▶ [Text]

· · ·

Neurobiology Protein tenascin-C important in retinal blood flow disorders
At worst, a restricted blood supply to the retina can lead to blindness. Bochum researchers have gained new insights into the underlying mechanism.
Many eye diseases are associated with a restricted blood supply, known as ischaemia, which can lead to blindness. The role of the protein tenascin-C, an extracellular matrix component, in retinal ischaemia was investigated in mice by researchers from Ruhr-Universität Bochum (RUB). They showed that tenascin-C plays a crucial role in damaging the cells responsible for vision following ischaemia. The results were published online by the team in the journal Frontiers in Neuroscience on 20 May 2021.
As part of the research, the team around Dr. Susanne Wiemann and Dr. Jacqueline Reinhard from the Department of Cell Morphology and Molecular Neurobiology at RUB collaborated with Professor Stephanie Joachim’s research group from the Experimental Eye Research Institute at the University Eye Clinic in Bochum.
Tenascin-C after retinal ischaemia
Ischaemia occurs due to an interruption in the supply of blood and nutrients to the retina – similar to a stroke. This causes the cells responsible for vision to die, which can lead to impaired vision or even blindness. The research team showed in mice that retinal cells express increased levels of tenascin-C at a very early stage following ischaemia. The quantity of the protein then gradually reduces again as the damage to the retina progresses. “Tenascin-C could therefore be a biomarker for the early detection of ischaemic eye conditions,” says Jacqueline Reinhard.

· · ·

▶ [Assignment] Set down, word for word, the part of the tenascin-C text from "Many eye diseases" up to and including "20 May 2021.".

· · ·

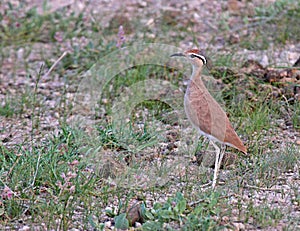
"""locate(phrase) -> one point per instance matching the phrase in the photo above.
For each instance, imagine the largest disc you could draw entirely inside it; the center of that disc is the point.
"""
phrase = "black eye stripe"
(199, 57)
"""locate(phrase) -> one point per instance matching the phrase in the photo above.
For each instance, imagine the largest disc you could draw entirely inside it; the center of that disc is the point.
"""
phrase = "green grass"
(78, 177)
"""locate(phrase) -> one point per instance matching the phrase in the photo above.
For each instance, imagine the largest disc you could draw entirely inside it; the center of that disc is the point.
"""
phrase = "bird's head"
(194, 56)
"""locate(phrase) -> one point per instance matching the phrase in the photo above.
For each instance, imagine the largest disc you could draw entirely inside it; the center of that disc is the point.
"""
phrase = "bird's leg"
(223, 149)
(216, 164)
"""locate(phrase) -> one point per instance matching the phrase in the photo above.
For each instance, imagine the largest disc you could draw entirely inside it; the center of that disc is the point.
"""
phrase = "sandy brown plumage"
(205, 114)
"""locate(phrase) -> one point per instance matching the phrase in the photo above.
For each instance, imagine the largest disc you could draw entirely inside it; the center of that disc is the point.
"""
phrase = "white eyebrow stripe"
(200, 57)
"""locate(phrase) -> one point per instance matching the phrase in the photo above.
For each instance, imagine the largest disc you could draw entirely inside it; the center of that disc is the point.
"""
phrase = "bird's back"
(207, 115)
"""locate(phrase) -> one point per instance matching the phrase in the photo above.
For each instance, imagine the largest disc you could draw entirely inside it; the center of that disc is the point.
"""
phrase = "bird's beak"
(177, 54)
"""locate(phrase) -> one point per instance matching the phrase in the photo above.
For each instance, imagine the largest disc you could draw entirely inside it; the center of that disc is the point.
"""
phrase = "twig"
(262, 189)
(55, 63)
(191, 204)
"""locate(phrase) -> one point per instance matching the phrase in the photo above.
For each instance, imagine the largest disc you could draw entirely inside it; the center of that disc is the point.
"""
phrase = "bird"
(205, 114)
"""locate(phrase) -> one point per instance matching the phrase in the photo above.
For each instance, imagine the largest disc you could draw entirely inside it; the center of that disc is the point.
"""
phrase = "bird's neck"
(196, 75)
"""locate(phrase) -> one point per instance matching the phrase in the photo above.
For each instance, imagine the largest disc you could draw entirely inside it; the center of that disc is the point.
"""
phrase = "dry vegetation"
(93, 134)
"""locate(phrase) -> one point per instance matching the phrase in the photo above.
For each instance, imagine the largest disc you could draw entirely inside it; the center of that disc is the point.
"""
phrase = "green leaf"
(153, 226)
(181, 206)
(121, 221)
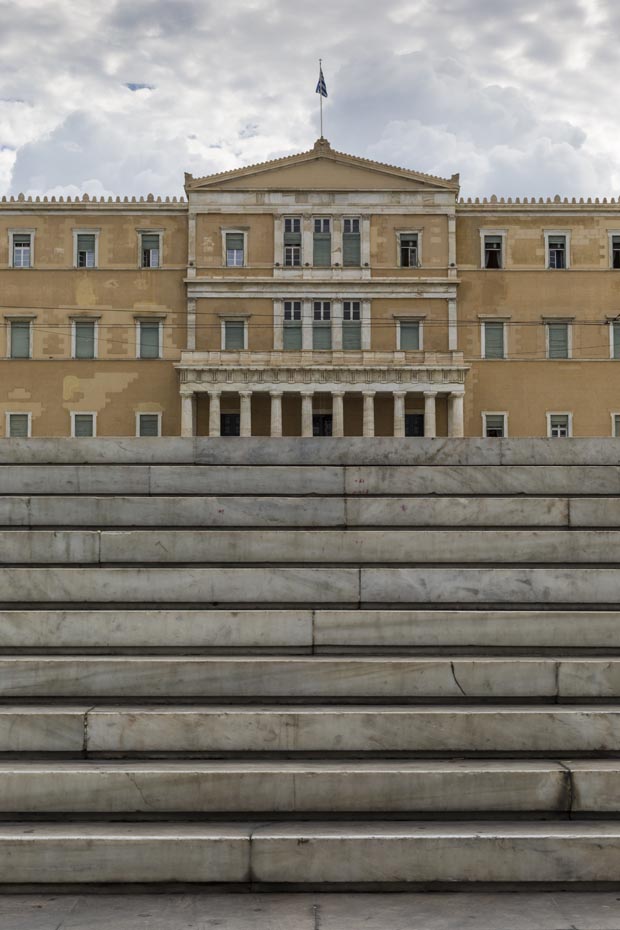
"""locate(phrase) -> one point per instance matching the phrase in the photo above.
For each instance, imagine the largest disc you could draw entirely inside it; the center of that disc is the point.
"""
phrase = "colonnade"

· · ·

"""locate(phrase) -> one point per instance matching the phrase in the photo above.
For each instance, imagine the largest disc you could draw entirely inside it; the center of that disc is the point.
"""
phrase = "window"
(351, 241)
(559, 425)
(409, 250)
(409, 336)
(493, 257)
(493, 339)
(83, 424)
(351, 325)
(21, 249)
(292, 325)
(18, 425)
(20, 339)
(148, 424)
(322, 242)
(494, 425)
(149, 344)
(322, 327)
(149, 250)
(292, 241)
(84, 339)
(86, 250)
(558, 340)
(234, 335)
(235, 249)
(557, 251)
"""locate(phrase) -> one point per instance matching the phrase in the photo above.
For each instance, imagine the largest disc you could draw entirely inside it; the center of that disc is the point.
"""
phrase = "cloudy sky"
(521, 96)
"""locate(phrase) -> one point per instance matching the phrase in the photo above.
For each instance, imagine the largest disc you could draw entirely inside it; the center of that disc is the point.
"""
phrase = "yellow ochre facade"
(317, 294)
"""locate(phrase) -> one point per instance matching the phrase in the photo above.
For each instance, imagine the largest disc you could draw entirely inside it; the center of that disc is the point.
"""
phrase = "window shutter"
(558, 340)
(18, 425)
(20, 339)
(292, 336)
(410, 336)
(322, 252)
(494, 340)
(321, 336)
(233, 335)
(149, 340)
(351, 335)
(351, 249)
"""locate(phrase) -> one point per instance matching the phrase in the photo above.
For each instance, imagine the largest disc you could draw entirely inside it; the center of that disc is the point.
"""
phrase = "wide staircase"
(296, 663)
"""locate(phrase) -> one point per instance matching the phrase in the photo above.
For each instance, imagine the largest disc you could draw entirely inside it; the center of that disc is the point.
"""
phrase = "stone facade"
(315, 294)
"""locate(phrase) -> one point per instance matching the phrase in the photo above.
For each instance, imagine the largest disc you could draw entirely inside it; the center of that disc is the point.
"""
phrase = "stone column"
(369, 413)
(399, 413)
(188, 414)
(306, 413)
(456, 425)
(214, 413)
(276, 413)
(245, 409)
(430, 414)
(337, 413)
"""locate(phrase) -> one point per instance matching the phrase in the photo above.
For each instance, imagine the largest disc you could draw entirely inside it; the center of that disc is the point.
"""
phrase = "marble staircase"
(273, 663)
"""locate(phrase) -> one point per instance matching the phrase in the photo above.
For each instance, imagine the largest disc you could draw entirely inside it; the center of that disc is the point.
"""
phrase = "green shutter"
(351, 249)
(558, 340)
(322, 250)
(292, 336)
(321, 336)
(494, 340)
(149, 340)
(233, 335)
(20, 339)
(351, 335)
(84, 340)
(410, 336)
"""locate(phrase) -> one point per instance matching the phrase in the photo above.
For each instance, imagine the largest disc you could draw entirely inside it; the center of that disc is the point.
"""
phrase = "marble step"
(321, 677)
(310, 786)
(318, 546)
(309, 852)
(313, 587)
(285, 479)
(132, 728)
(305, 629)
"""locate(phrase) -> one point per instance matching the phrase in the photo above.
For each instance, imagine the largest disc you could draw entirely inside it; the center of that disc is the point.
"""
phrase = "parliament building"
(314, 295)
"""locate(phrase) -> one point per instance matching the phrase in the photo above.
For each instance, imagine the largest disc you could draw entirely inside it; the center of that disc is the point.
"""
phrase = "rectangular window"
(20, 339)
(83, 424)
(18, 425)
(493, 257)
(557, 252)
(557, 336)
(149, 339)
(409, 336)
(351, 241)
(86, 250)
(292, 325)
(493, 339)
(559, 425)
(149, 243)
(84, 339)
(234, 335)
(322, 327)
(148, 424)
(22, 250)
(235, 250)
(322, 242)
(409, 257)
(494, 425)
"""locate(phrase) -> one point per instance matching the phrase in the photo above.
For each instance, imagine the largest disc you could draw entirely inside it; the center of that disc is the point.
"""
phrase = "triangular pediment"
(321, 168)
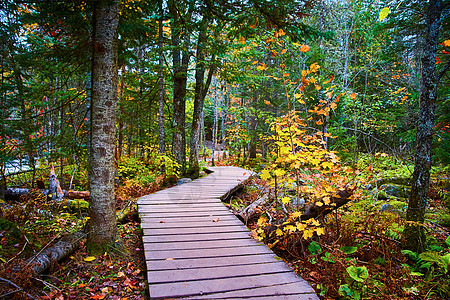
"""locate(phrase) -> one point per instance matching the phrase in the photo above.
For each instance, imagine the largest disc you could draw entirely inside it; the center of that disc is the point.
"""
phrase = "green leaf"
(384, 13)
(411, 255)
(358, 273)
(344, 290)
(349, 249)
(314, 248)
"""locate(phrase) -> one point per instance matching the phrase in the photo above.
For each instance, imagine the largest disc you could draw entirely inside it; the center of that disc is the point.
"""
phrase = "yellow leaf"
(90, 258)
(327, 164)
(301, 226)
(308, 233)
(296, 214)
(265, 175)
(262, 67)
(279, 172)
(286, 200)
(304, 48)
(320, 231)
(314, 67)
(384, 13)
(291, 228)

· · ·

▶ [Response below]
Many eye diseases are associated with a restricted blood supply, known as ischaemia, which can lead to blindness. The role of the protein tenascin-C, an extracellular matrix component, in retinal ischaemia was investigated in mice by researchers from Ruhr-Universität Bochum (RUB). They showed that tenascin-C plays a crucial role in damaging the cells responsible for vision following ischaemia. The results were published online by the team in the journal Frontiers in Neuroscience on 20 May 2021.